▶ [Working data]
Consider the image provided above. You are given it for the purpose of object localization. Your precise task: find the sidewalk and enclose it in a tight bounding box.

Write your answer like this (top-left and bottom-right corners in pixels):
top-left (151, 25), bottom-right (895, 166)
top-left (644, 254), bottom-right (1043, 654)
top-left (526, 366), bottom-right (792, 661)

▶ [Problem to work on] Copy out every line of the entries above, word for word and in the same order, with nothing changed.

▶ [Exercise response]
Consider the image provided above. You are given it for the purpose of object localization. Your precise task: find the sidewalk and enclose it in a tight bounding box.

Write your answer like this (top-left and bottom-right corners in pixels):
top-left (151, 25), bottom-right (895, 166)
top-left (644, 254), bottom-right (1043, 654)
top-left (526, 366), bottom-right (792, 661)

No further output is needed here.